• _Problem to solve_
Reproduce every one of the following rows without changing a single character.

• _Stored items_
++++++++

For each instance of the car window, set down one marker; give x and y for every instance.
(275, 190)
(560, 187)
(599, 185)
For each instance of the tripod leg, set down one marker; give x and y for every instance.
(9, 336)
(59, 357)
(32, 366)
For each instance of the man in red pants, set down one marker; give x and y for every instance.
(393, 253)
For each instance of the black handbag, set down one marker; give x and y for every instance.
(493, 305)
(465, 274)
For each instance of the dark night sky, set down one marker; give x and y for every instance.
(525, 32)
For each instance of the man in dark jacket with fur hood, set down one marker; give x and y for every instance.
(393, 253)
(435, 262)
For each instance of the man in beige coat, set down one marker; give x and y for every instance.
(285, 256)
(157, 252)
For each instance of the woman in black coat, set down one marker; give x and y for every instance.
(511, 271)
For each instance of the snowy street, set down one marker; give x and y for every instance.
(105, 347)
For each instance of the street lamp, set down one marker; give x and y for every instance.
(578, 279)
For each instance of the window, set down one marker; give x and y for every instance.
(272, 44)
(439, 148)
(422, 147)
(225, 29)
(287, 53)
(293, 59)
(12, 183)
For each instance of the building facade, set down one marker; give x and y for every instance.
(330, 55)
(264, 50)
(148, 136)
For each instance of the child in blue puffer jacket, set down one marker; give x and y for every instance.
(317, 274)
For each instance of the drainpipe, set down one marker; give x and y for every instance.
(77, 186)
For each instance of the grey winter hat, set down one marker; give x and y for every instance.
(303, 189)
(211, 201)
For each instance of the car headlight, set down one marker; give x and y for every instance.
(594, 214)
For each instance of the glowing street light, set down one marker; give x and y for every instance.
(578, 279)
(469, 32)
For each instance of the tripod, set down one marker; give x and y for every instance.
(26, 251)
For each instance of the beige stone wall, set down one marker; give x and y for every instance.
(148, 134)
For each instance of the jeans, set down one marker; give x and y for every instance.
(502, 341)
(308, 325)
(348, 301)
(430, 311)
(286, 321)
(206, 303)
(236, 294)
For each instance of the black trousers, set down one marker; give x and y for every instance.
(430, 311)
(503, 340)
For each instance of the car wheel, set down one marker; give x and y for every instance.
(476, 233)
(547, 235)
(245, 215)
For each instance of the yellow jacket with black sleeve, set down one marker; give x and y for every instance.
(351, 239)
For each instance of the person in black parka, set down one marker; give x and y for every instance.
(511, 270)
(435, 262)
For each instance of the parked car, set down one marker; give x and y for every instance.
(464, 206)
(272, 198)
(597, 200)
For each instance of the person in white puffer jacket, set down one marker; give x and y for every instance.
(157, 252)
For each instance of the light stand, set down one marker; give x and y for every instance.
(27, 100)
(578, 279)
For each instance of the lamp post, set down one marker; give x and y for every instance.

++++++++

• _Task response_
For each instance of the car window, set down one marker; give x and y for every instance.
(275, 190)
(560, 187)
(599, 185)
For each instance of the tripod leg, set down one marker; give x and y for every instance.
(9, 336)
(59, 357)
(32, 366)
For each instance of the man in red pants, set down one marker; give x and y for every instance.
(393, 253)
For each instance of the black handbag, set down one marker; give x and y for every instance.
(493, 305)
(465, 274)
For each instance of the dark night sky, set down one marker; give x and y for every instance.
(525, 32)
For each instance of the man in dark jacket with fur hood, set down one marker; give x and y for every instance.
(393, 253)
(435, 262)
For each instance of the man in beige coat, set down one marker; give x and y for every instance.
(285, 256)
(157, 252)
For each instance of the woman in black coat, set down one marker; give x and y for every instance.
(511, 271)
For each instance of the snowy street, set down one marker; give x and y for every instance.
(105, 347)
For each instance of the street lamp, set down one marker; give x and y for every instance.
(578, 279)
For each instance of the window, set down one marker; give x and y for every instance.
(272, 44)
(439, 148)
(422, 147)
(225, 29)
(287, 53)
(293, 59)
(12, 183)
For each instance of the building facade, set down one marker; give x and y for every instance.
(330, 55)
(264, 50)
(148, 136)
For each instance of the child in blue puffer jacket, set down one marker; give x and y for every instance.
(317, 274)
For each instance of the drainpipe, set down one marker; give x and y for every instance.
(77, 186)
For each instance of the grey winter hat, set down one marker; give x and y for every instance.
(303, 189)
(211, 201)
For each instance of the car headlight, set down one marker; give x and y for every instance.
(594, 214)
For each instance of the glowing street light, set down one marker; give x and y for every instance.
(578, 279)
(469, 32)
For each instance of the tripod, set down one marker; give x and y for every instance.
(26, 251)
For each instance of the beige stone wall, set down one marker; give x and y for every instance.
(148, 134)
For each instance of the jeans, set down one marker; give x and y for every instance.
(502, 341)
(308, 325)
(348, 301)
(430, 311)
(286, 321)
(206, 303)
(236, 294)
For each instance of the black trousers, set down one marker; give x and y for every instance.
(430, 311)
(503, 340)
For each instance of the car wheel, set down one marker; give x and y for every instance.
(476, 233)
(547, 235)
(245, 215)
For each instance of the yellow jacket with black sleeve, set down one marker; give x and y for every instance.
(351, 239)
For each instance of the person in black parka, set down one marker; give x and y for every instance.
(511, 270)
(435, 262)
For each instance of the parked car, set down one marker; give x and y for every instance.
(464, 206)
(272, 198)
(597, 200)
For each instance of the person in white puffer jacket, set down one marker; give x and y for every instance.
(157, 252)
For each instance of the light stand, set down one marker; give x and y for every instance.
(27, 100)
(578, 279)
For each instance of the lamp post, set down one marker; give x and y for every instance.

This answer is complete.